— start of DATA FOR PROCESSING —

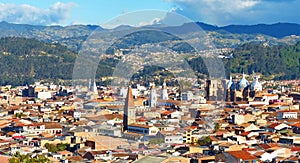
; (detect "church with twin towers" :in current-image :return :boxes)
[123,82,169,131]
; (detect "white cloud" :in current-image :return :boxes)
[0,2,76,25]
[166,0,300,25]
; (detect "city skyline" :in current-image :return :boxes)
[0,0,300,26]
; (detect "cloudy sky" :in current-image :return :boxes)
[0,0,300,26]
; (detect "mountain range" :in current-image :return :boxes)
[0,22,300,85]
[0,22,300,52]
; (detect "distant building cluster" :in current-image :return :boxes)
[0,74,300,163]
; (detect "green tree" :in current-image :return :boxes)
[214,123,221,132]
[9,152,50,163]
[149,138,164,144]
[198,136,212,146]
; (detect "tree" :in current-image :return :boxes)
[214,123,221,132]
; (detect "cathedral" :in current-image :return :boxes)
[206,73,262,102]
[226,73,262,102]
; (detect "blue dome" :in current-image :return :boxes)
[227,76,235,90]
[239,73,249,89]
[251,77,262,91]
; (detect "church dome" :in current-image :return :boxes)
[227,76,235,90]
[238,73,249,90]
[251,77,262,91]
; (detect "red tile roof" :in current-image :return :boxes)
[228,151,257,161]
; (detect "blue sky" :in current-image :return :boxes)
[0,0,300,26]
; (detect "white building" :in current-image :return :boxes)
[277,111,298,119]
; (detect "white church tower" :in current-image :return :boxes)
[160,81,169,100]
[149,83,157,107]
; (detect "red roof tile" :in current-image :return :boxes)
[228,151,257,161]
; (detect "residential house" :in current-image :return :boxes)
[225,150,259,163]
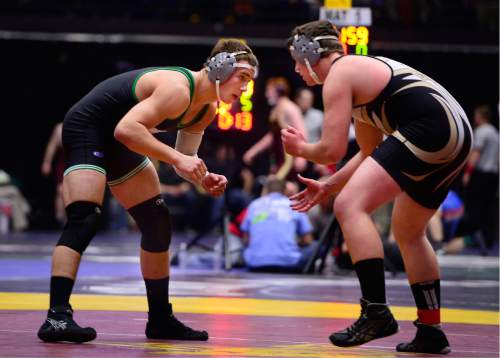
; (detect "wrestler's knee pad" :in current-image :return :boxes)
[128,195,172,252]
[57,201,102,255]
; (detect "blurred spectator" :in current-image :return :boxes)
[462,106,499,254]
[241,176,315,272]
[0,169,31,234]
[41,122,66,225]
[243,77,307,179]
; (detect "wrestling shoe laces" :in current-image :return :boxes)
[329,299,399,347]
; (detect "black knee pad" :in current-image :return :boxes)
[57,201,102,255]
[128,195,172,252]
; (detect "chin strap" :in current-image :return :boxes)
[304,58,323,85]
[215,80,222,102]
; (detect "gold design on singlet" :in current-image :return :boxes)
[392,93,464,164]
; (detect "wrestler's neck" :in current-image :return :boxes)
[192,69,217,104]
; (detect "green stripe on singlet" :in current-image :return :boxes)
[108,157,151,186]
[63,164,106,176]
[132,66,194,104]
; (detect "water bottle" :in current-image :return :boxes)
[213,248,222,271]
[177,242,189,270]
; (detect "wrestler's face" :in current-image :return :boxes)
[220,61,255,103]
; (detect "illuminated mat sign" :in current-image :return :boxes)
[319,6,372,26]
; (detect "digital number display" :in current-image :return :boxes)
[340,26,370,55]
[216,81,254,132]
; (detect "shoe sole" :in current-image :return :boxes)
[38,332,97,343]
[396,346,451,354]
[146,334,209,341]
[329,325,399,348]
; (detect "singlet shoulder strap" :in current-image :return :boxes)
[132,66,194,104]
[176,104,210,129]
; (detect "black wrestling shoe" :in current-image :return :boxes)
[38,305,97,343]
[330,299,399,347]
[396,319,451,354]
[146,304,208,341]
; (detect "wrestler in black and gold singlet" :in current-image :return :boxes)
[334,56,472,209]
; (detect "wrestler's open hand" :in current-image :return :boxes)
[201,173,227,198]
[290,174,330,212]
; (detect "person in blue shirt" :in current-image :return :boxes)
[241,176,314,272]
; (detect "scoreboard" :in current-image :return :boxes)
[340,25,370,55]
[216,80,254,132]
[319,0,372,55]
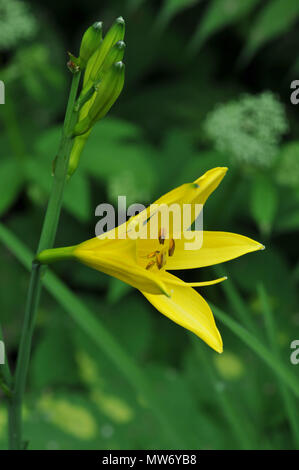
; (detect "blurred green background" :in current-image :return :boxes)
[0,0,299,449]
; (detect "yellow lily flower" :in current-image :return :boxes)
[38,167,264,353]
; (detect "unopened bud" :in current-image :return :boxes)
[74,62,125,135]
[83,16,125,88]
[79,21,103,69]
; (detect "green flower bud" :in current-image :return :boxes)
[79,21,103,69]
[83,16,125,88]
[74,62,125,136]
[67,129,91,178]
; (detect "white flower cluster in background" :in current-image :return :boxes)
[204,91,288,167]
[0,0,37,49]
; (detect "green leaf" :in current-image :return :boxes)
[250,175,278,235]
[25,127,91,222]
[241,0,299,63]
[63,171,92,222]
[0,159,23,215]
[107,277,132,304]
[190,0,259,51]
[0,224,187,448]
[80,124,156,204]
[31,325,78,388]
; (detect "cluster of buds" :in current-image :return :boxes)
[68,17,125,176]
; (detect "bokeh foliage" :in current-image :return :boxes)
[0,0,299,449]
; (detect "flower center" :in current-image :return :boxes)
[145,229,175,270]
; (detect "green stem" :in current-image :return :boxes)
[9,73,80,450]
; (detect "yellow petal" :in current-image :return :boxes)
[167,276,227,287]
[166,231,264,270]
[73,238,169,295]
[192,167,228,204]
[142,273,223,353]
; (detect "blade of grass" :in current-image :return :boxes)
[210,304,299,398]
[0,325,12,388]
[258,284,299,448]
[214,266,256,334]
[0,224,192,448]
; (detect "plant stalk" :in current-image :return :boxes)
[9,72,81,450]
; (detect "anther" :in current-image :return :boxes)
[168,238,175,256]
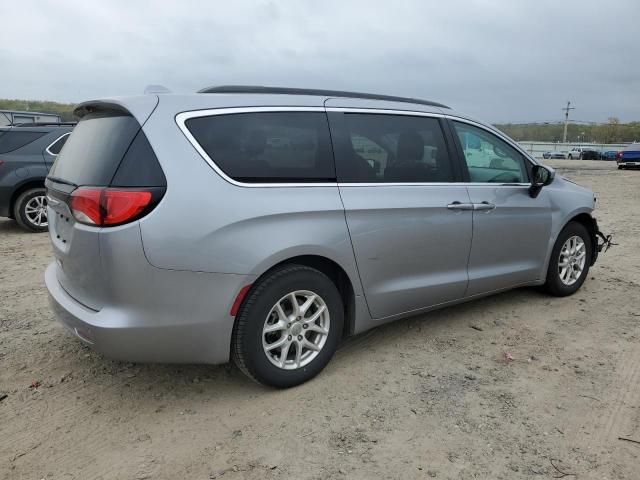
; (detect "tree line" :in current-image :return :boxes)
[0,99,77,122]
[0,99,640,143]
[495,117,640,143]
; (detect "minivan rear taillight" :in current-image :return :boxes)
[69,187,164,227]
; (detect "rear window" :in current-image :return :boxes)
[185,112,336,183]
[0,130,45,153]
[49,110,166,187]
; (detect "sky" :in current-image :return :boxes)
[0,0,640,123]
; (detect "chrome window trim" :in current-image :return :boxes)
[175,106,338,188]
[338,182,531,188]
[326,107,445,118]
[44,132,71,157]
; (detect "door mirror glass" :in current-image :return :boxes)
[531,165,554,187]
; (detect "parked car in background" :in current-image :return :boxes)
[45,86,606,387]
[567,147,599,160]
[580,148,601,160]
[542,152,567,160]
[0,123,73,232]
[0,110,62,127]
[616,143,640,170]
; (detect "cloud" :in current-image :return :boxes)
[0,0,640,122]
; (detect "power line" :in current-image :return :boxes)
[562,101,575,143]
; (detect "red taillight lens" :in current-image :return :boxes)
[71,187,153,226]
[102,188,151,225]
[71,188,103,225]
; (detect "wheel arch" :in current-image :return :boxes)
[243,254,356,337]
[560,212,598,265]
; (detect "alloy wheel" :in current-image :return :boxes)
[558,235,587,286]
[24,195,49,227]
[262,290,330,370]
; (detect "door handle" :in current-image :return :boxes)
[473,202,496,211]
[447,201,473,210]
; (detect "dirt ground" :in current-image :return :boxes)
[0,160,640,480]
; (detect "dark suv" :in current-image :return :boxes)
[0,123,74,232]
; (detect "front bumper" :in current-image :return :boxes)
[45,263,251,364]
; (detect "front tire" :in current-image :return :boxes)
[13,188,49,233]
[544,222,592,297]
[231,264,344,388]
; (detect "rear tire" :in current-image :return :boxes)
[13,188,49,233]
[544,222,592,297]
[231,264,344,388]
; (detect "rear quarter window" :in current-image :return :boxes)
[49,112,140,186]
[185,112,335,183]
[0,130,45,153]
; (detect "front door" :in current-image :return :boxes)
[329,109,472,319]
[452,122,551,296]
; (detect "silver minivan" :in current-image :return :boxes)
[45,86,610,387]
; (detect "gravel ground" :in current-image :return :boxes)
[0,161,640,480]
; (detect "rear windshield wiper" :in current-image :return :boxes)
[47,175,78,188]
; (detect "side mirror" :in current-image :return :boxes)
[529,165,556,198]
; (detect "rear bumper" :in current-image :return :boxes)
[45,263,252,364]
[0,185,13,217]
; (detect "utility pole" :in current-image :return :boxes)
[562,101,575,143]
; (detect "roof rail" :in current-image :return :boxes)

— end of DATA FOR PROCESSING —

● **TASK TO CARRY OUT**: Format every line of the material above as a numbered list, skipping any blank lines. Leave the pictures out of your answer.

● **ANSWER TO THE TASK**:
1. ; (detect "church with twin towers" :in current-image :return :boxes)
2. [123,82,169,131]
3. ; (detect "white cloud" :in current-image :return :boxes)
4. [0,2,76,25]
5. [166,0,300,25]
6. ; (detect "city skyline" :in current-image :return :boxes)
7. [0,0,300,26]
8. ; (detect "cloudy sky" :in current-image :return :boxes)
9. [0,0,300,26]
10. ; (detect "mountain range" :in current-image :return :boxes)
11. [0,22,300,85]
12. [0,22,300,52]
13. ; (detect "distant building cluster" :in current-image :return :boxes)
14. [0,74,300,163]
15. ; (detect "green tree" :in current-image :return :boxes)
16. [214,123,221,132]
17. [9,152,50,163]
18. [149,138,164,144]
19. [198,136,212,146]
20. ; (detect "tree" :in current-image :return :boxes)
21. [214,123,221,132]
22. ; (detect "cathedral" :in current-image :return :boxes)
23. [206,73,262,102]
24. [226,73,262,102]
25. ; (detect "blue dome" :in current-image :return :boxes)
26. [227,76,235,90]
27. [239,73,249,89]
28. [251,77,262,91]
29. ; (detect "church dome" :in current-image :return :boxes)
30. [227,76,235,90]
31. [238,73,249,90]
32. [251,77,262,91]
33. ; (detect "red tile roof" :in current-image :return :boxes)
34. [228,151,257,161]
35. ; (detect "blue sky" :in current-image :return :boxes)
36. [0,0,300,26]
37. ; (detect "white building" :in current-image :return :boxes)
38. [277,111,298,119]
39. ; (detect "white church tower" :in current-image :return :boxes)
40. [160,81,169,100]
41. [149,83,157,107]
42. ; (detect "red roof tile" :in current-image :return :boxes)
43. [228,151,257,161]
44. ; (detect "residential house" :in current-image :return :boxes)
45. [225,150,259,163]
46. ; (detect "wrestler's knee pad" :in current-image :return :boxes)
47. [128,195,172,252]
48. [57,201,102,255]
49. ; (detect "blurred spectator" :in current-image :return :boxes)
50. [462,106,499,254]
51. [241,176,315,272]
52. [0,169,31,234]
53. [41,122,66,225]
54. [243,77,307,179]
55. ; (detect "wrestling shoe laces" :in current-image :return :boxes)
56. [329,299,399,347]
57. ; (detect "black knee pad" :in current-image :return :boxes)
58. [57,201,102,255]
59. [128,195,172,252]
60. ; (detect "chin strap" :in current-image :return :boxes)
61. [304,58,323,85]
62. [215,80,222,102]
63. ; (detect "gold design on singlet" :in current-image :return :boxes)
64. [392,93,464,164]
65. ; (detect "wrestler's neck" :in current-image :return :boxes)
66. [192,69,217,104]
67. ; (detect "green stripe on singlet" :in current-image :return :boxes)
68. [108,157,151,186]
69. [63,164,106,176]
70. [132,66,194,104]
71. ; (detect "water bottle" :in current-image :return :boxes)
72. [213,248,222,271]
73. [177,242,189,270]
74. ; (detect "wrestler's face" :in current-image :return :boxes)
75. [220,61,255,103]
76. ; (detect "illuminated mat sign" :in current-image :return :boxes)
77. [319,6,372,26]
78. ; (detect "digital number display" :in current-image :return :boxes)
79. [340,26,370,55]
80. [216,81,254,132]
81. ; (detect "shoe sole" :in current-image :return :boxes)
82. [38,332,97,343]
83. [396,346,451,354]
84. [146,334,209,341]
85. [329,325,399,348]
86. ; (detect "singlet shoulder strap" :in current-image :return :boxes)
87. [132,66,194,104]
88. [176,104,210,129]
89. ; (detect "black wrestling shoe" :in current-image :return :boxes)
90. [38,305,97,343]
91. [330,299,399,347]
92. [396,319,451,354]
93. [146,304,208,341]
94. ; (detect "wrestler in black and gold singlet" :in current-image :return :boxes)
95. [334,56,472,209]
96. ; (detect "wrestler's open hand" :in current-image :return :boxes)
97. [201,173,227,198]
98. [290,174,330,212]
99. ; (detect "person in blue shirt" :in current-image :return :boxes)
100. [241,176,314,272]
101. ; (detect "scoreboard" :in current-image :return :boxes)
102. [340,25,370,55]
103. [216,80,254,132]
104. [319,0,372,55]
105. ; (detect "blurred green background" :in current-image :return :boxes)
106. [0,0,299,449]
107. ; (detect "yellow lily flower" :in current-image :return :boxes)
108. [38,167,264,353]
109. ; (detect "unopened bud" :in current-image :return :boxes)
110. [74,62,125,135]
111. [83,16,125,88]
112. [79,21,103,69]
113. ; (detect "green flower bud" :in current-image :return :boxes)
114. [79,21,103,69]
115. [83,16,125,88]
116. [74,62,125,136]
117. [67,129,91,178]
118. ; (detect "white flower cluster in background" :in current-image :return :boxes)
119. [204,91,288,167]
120. [0,0,37,49]
121. ; (detect "green leaf" :in current-image :return :boxes)
122. [250,175,278,235]
123. [25,127,91,222]
124. [241,0,299,63]
125. [63,171,92,222]
126. [0,159,23,215]
127. [107,277,132,304]
128. [190,0,259,51]
129. [0,224,187,448]
130. [80,124,156,204]
131. [31,325,78,388]
132. ; (detect "cluster of buds" :in current-image :return :boxes)
133. [68,17,125,176]
134. ; (detect "bokeh foliage" :in current-image :return :boxes)
135. [0,0,299,449]
136. ; (detect "flower center" :in current-image :return :boxes)
137. [145,229,175,270]
138. ; (detect "green stem" :in current-image :return :boxes)
139. [9,73,80,450]
140. ; (detect "yellow petal" :in current-image :return :boxes)
141. [167,276,227,287]
142. [166,231,264,270]
143. [73,238,169,295]
144. [192,167,228,204]
145. [142,273,223,353]
146. ; (detect "blade of grass" :in current-image :return :boxes)
147. [210,304,299,398]
148. [0,325,12,388]
149. [258,284,299,448]
150. [214,266,256,334]
151. [0,224,192,448]
152. ; (detect "plant stalk" :in current-image :return :boxes)
153. [9,72,81,450]
154. ; (detect "anther" :in current-image :return :boxes)
155. [168,238,175,256]
156. ; (detect "tree line" :in current-image :return :boxes)
157. [0,99,77,122]
158. [0,99,640,143]
159. [495,117,640,143]
160. ; (detect "minivan rear taillight" :in current-image :return :boxes)
161. [69,187,164,227]
162. ; (detect "rear window" :in current-image :return :boxes)
163. [185,112,336,183]
164. [0,130,45,153]
165. [49,110,166,187]
166. ; (detect "sky" :in current-image :return :boxes)
167. [0,0,640,123]
168. ; (detect "chrome window trim" :in current-image :return :boxes)
169. [175,106,338,188]
170. [338,182,531,188]
171. [326,107,445,118]
172. [44,132,71,157]
173. ; (detect "door mirror glass" :in current-image :return :boxes)
174. [531,165,554,187]
175. ; (detect "parked car in background" :in current-image :return :boxes)
176. [45,86,606,387]
177. [567,147,599,160]
178. [580,148,601,160]
179. [542,152,567,160]
180. [0,123,73,232]
181. [0,110,62,127]
182. [616,143,640,170]
183. ; (detect "cloud" :in current-image :return :boxes)
184. [0,0,640,122]
185. ; (detect "power line" :in current-image :return :boxes)
186. [562,101,575,143]
187. ; (detect "red taillight lens" :in current-image :return :boxes)
188. [71,187,153,226]
189. [102,188,151,225]
190. [71,188,103,225]
191. ; (detect "wheel arch" :in current-image :return :boxes)
192. [243,254,356,337]
193. [560,212,598,265]
194. ; (detect "alloy wheel" :in current-image :return :boxes)
195. [558,235,587,286]
196. [24,195,49,227]
197. [262,290,330,370]
198. ; (detect "door handle" :in current-image :return :boxes)
199. [473,202,496,211]
200. [447,201,473,210]
201. ; (detect "dirt ground" :in current-image :return :boxes)
202. [0,160,640,480]
203. ; (detect "dark suv" :in current-image :return :boxes)
204. [0,123,74,232]
205. ; (detect "front bumper" :in current-image :return :boxes)
206. [45,263,251,364]
207. ; (detect "front tire" :in current-image :return :boxes)
208. [13,188,49,233]
209. [544,222,592,297]
210. [231,264,344,388]
211. ; (detect "rear tire" :in current-image :return :boxes)
212. [13,188,49,233]
213. [544,222,592,297]
214. [231,264,344,388]
215. ; (detect "rear quarter window" :in current-image :return :boxes)
216. [49,112,140,186]
217. [185,112,335,183]
218. [0,130,45,153]
219. ; (detect "front door" :in current-image :return :boxes)
220. [329,109,472,319]
221. [452,122,551,296]
222. ; (detect "silver minivan" :in current-image :return :boxes)
223. [45,86,610,387]
224. ; (detect "gravel ground" :in current-image :return :boxes)
225. [0,161,640,480]
226. ; (detect "rear windshield wiper" :in current-image :return :boxes)
227. [47,175,78,188]
228. ; (detect "side mirror" :in current-image :return :boxes)
229. [529,165,556,198]
230. ; (detect "rear bumper" :in current-image :return :boxes)
231. [45,263,252,364]
232. [0,185,13,217]
233. ; (detect "utility pole" :in current-image :return :boxes)
234. [562,101,575,143]
235. ; (detect "roof rail" :in current-image :return :boxes)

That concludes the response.